──────── TASK INPUTS

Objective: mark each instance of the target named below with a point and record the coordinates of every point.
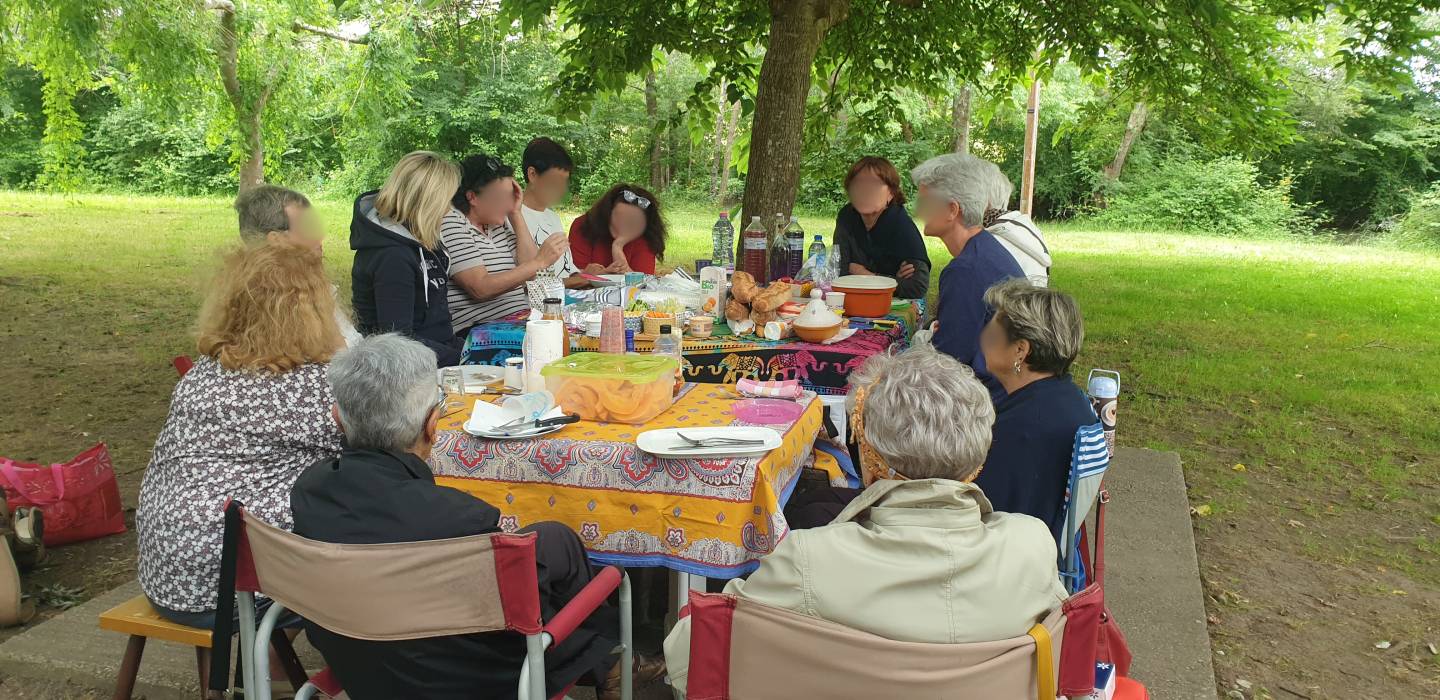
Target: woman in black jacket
(401, 270)
(876, 235)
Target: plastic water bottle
(817, 247)
(668, 344)
(722, 249)
(755, 251)
(794, 248)
(1105, 392)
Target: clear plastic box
(612, 388)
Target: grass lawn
(1299, 382)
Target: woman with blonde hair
(401, 267)
(244, 422)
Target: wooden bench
(141, 622)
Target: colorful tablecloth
(712, 517)
(729, 359)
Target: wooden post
(1027, 175)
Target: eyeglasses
(635, 199)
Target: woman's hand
(552, 249)
(519, 195)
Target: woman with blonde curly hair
(244, 422)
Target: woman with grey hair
(919, 555)
(1015, 231)
(955, 192)
(380, 490)
(1030, 344)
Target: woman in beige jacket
(920, 555)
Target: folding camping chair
(1087, 463)
(402, 591)
(745, 650)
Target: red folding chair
(745, 650)
(401, 591)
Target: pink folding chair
(746, 650)
(401, 591)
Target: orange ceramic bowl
(817, 334)
(866, 295)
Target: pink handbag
(79, 499)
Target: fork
(717, 441)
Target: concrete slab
(72, 648)
(1152, 575)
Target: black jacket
(369, 497)
(884, 248)
(399, 285)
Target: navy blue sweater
(1028, 464)
(961, 306)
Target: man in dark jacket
(379, 490)
(398, 284)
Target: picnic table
(727, 359)
(710, 517)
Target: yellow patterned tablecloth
(710, 517)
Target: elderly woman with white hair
(1030, 344)
(955, 192)
(1015, 231)
(920, 555)
(380, 490)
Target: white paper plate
(609, 281)
(484, 416)
(474, 376)
(667, 442)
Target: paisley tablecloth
(710, 517)
(729, 359)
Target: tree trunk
(657, 166)
(246, 117)
(778, 130)
(961, 120)
(732, 133)
(1132, 130)
(1027, 170)
(722, 160)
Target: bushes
(1220, 196)
(1420, 228)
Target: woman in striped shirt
(491, 252)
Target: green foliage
(1420, 228)
(1220, 196)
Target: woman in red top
(622, 232)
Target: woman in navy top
(1028, 344)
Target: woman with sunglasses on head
(491, 251)
(622, 232)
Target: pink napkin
(788, 389)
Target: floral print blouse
(231, 434)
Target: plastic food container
(612, 388)
(867, 295)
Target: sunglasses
(635, 199)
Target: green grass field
(1299, 382)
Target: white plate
(513, 435)
(667, 442)
(484, 416)
(474, 376)
(609, 281)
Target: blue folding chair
(1087, 463)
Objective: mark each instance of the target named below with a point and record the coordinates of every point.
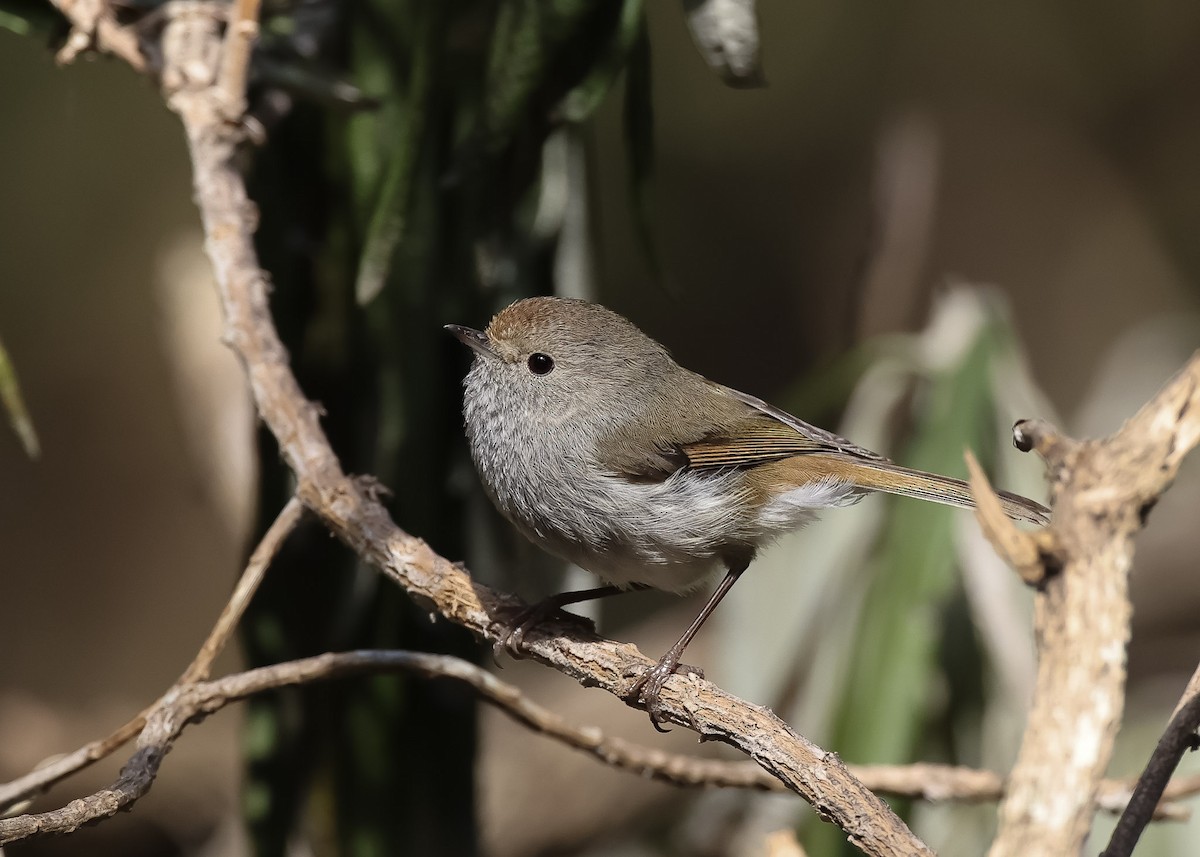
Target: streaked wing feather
(826, 438)
(757, 441)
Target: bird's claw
(648, 688)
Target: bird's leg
(649, 685)
(533, 616)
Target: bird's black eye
(540, 364)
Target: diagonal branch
(1179, 738)
(1103, 490)
(41, 779)
(190, 702)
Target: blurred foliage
(15, 405)
(399, 190)
(379, 226)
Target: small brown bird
(603, 450)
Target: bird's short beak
(475, 340)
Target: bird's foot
(648, 687)
(513, 642)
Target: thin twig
(247, 585)
(1179, 737)
(1102, 490)
(42, 778)
(94, 25)
(239, 42)
(364, 525)
(193, 701)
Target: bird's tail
(885, 475)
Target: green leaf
(389, 219)
(628, 39)
(13, 402)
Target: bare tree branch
(228, 219)
(1179, 738)
(1102, 490)
(42, 778)
(192, 701)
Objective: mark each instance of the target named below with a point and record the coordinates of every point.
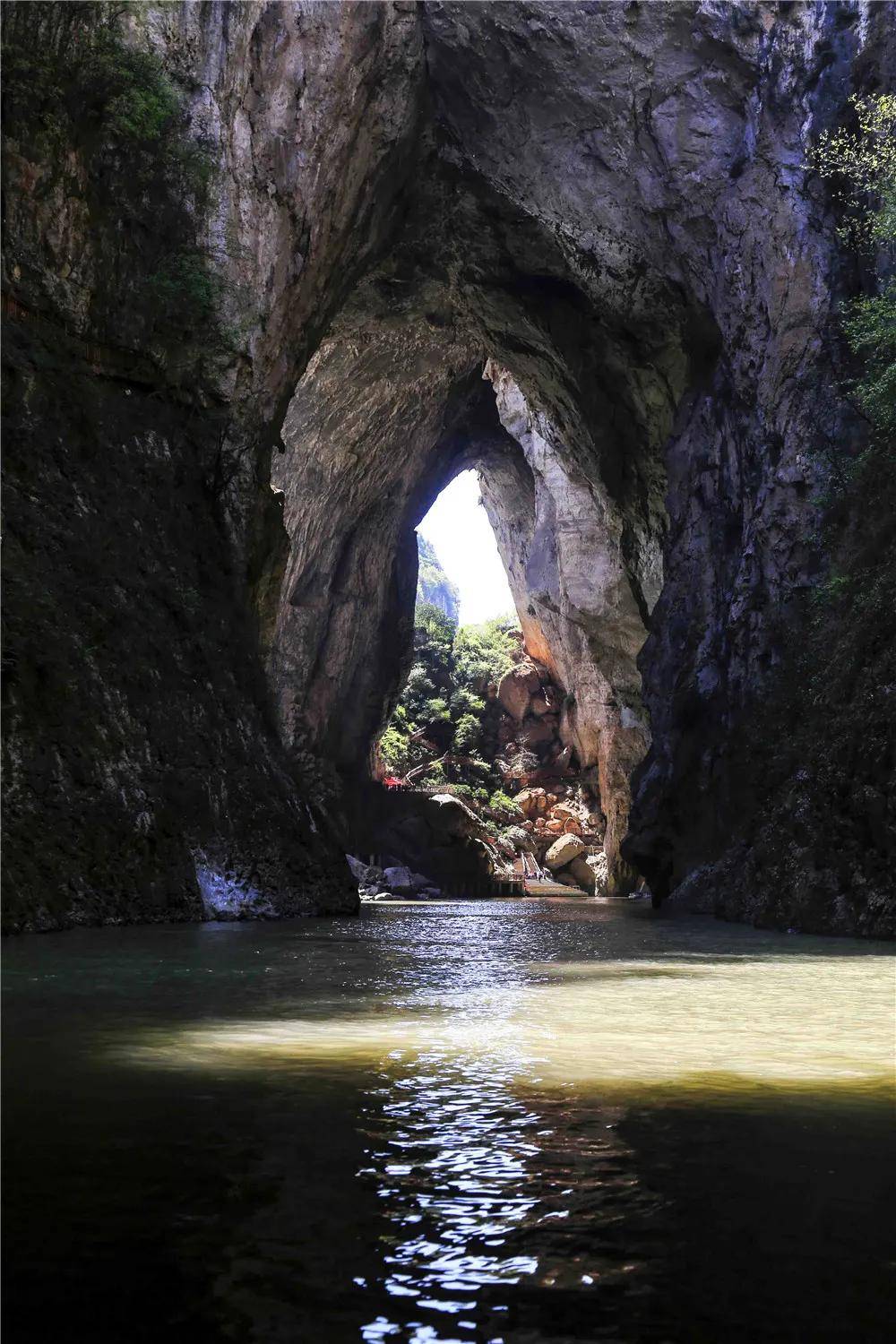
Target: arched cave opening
(582, 575)
(479, 339)
(478, 744)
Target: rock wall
(607, 206)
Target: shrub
(466, 734)
(503, 803)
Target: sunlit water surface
(500, 1121)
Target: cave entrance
(455, 539)
(482, 788)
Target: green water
(501, 1121)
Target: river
(506, 1121)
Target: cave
(605, 296)
(586, 1034)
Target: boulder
(583, 874)
(563, 851)
(400, 881)
(452, 817)
(567, 879)
(598, 865)
(530, 801)
(516, 688)
(538, 733)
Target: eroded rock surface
(606, 211)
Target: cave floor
(489, 1121)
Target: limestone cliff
(433, 583)
(605, 210)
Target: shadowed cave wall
(606, 211)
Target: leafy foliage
(444, 709)
(861, 163)
(75, 81)
(433, 583)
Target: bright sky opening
(460, 530)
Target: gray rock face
(433, 583)
(573, 246)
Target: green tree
(861, 164)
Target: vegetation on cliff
(826, 754)
(445, 725)
(433, 583)
(99, 117)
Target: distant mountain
(433, 583)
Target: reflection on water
(517, 1121)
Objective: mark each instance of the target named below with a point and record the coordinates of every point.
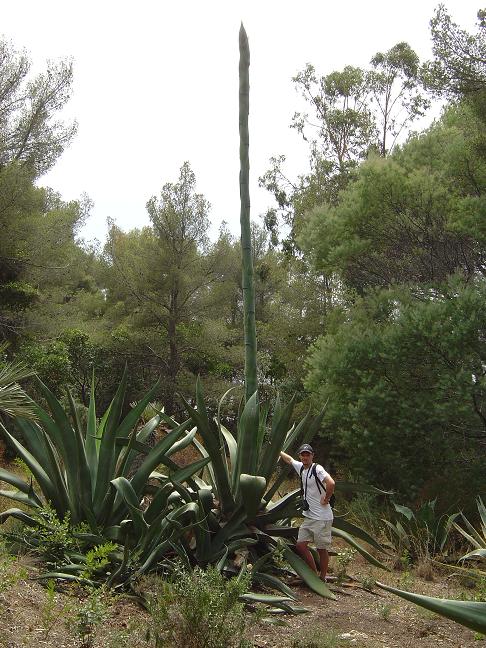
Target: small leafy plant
(199, 609)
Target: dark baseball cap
(306, 448)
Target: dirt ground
(372, 619)
(358, 618)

────────────────

§ WHAT THE TASK ASKS: Reproduce all of the records above, renaming "tablecloth" to "table cover" wherever it occurs and keeping every other line the same. Omit the pictures from your copy.

§ WORKED ANSWER:
Objective: mark each instance of the target named below with a point and record the coordinates of every point.
Target: woman in black jacket
(401, 270)
(876, 235)
Target: plastic water bottle
(817, 247)
(668, 344)
(722, 249)
(755, 251)
(794, 248)
(1105, 392)
Target: clear plastic box
(612, 388)
Target: grass lawn
(1299, 382)
Target: woman with blonde hair
(401, 267)
(244, 422)
Target: wooden bench
(141, 622)
Target: colorful table cover
(712, 517)
(729, 359)
Target: wooden post
(1027, 175)
Target: eyeglasses
(635, 199)
Target: woman's hand
(552, 249)
(519, 195)
Target: woman with blonde curly hair
(244, 422)
Target: woman with grey hair
(919, 555)
(1015, 231)
(955, 192)
(380, 490)
(1030, 344)
Target: woman in beige jacket
(920, 555)
Target: folding camping chair
(1087, 463)
(402, 591)
(745, 650)
Target: red folding chair
(745, 650)
(401, 591)
Target: pink folding chair
(746, 650)
(401, 591)
Target: orange ceramic bowl
(817, 334)
(866, 295)
Target: pink handbag
(79, 499)
Target: fork
(717, 441)
Target: concrete slab
(72, 648)
(1152, 575)
Target: black jacket
(369, 497)
(884, 248)
(399, 285)
Target: navy blue sweater
(1028, 464)
(961, 306)
Target: man in dark jacket
(379, 490)
(398, 284)
Target: picnic table
(727, 359)
(710, 517)
Target: yellow patterned table cover
(710, 517)
Target: elderly woman with white hair
(1030, 344)
(955, 192)
(1015, 231)
(920, 555)
(380, 490)
Target: white paper plate
(609, 281)
(484, 416)
(474, 376)
(667, 442)
Target: paisley table cover
(710, 517)
(729, 359)
Target: tree trunk
(657, 166)
(246, 117)
(778, 130)
(961, 120)
(732, 133)
(1132, 130)
(1027, 170)
(722, 160)
Target: bushes
(1220, 196)
(1420, 228)
Target: woman in striped shirt
(491, 252)
Target: green foliage
(1420, 228)
(1220, 196)
Target: woman in red top
(622, 232)
Target: woman in navy top
(1028, 344)
Target: woman with sunglasses on head
(491, 251)
(622, 232)
Target: pink napkin
(788, 389)
Target: floral print blouse
(231, 434)
Target: plastic food container
(612, 388)
(867, 295)
Target: sunglasses
(635, 199)
Target: green grass field
(1299, 382)
Target: white plate
(513, 435)
(667, 442)
(484, 416)
(474, 376)
(609, 281)
Target: blue folding chair
(1087, 463)
Objective: mark each instance of the target named below with a point and record the coordinates of every point.
Target: streaked wing feather
(826, 438)
(757, 441)
Target: bird's claw
(648, 688)
Target: bird's leg
(649, 685)
(533, 616)
Target: bird's black eye
(540, 364)
Target: diagonal branch
(1179, 738)
(1103, 490)
(41, 779)
(190, 702)
Target: blurred foliage
(15, 405)
(399, 190)
(379, 226)
Target: small brown bird
(603, 450)
Target: bird's short beak
(475, 340)
Target: bird's foot
(648, 687)
(513, 642)
Target: thin twig
(247, 585)
(1179, 737)
(1102, 490)
(42, 778)
(94, 25)
(239, 42)
(364, 525)
(193, 701)
Target: bird's tail
(885, 475)
Target: green leaf
(389, 219)
(628, 39)
(13, 402)
Target: bare tree branch
(228, 219)
(1179, 738)
(1102, 490)
(42, 778)
(192, 701)
Objective: mark each instance of the target named below with a point and record the coordinates of every point.
Target: arched cave opening
(582, 575)
(479, 339)
(478, 744)
Target: rock wall
(607, 206)
Target: shrub
(466, 734)
(503, 803)
Target: sunlit water surface
(500, 1121)
Target: cave entrance
(455, 539)
(482, 788)
Target: green water
(501, 1121)
Target: river
(506, 1121)
Target: cave
(605, 296)
(586, 1034)
Target: boulder
(583, 874)
(563, 851)
(400, 881)
(452, 817)
(567, 879)
(598, 865)
(530, 801)
(516, 688)
(538, 733)
Target: eroded rock surface
(606, 211)
Target: cave floor
(489, 1121)
Target: limestone cliff
(433, 583)
(605, 210)
Target: shadowed cave wall
(606, 211)
Target: leafy foliage
(444, 709)
(861, 163)
(75, 81)
(433, 583)
Target: bright sky opening
(460, 530)
Target: gray rock face
(433, 583)
(573, 246)
Target: green tree
(861, 164)
Target: vegetation on cliff
(826, 754)
(445, 725)
(433, 583)
(99, 117)
Target: distant mountain
(433, 583)
Target: reflection on water
(517, 1121)
Objective: mark each instance of the target named below with a point and record the coordinates of every point.
Target: small leafy plant
(199, 609)
Target: dark baseball cap
(306, 448)
Target: dirt ground
(372, 619)
(358, 618)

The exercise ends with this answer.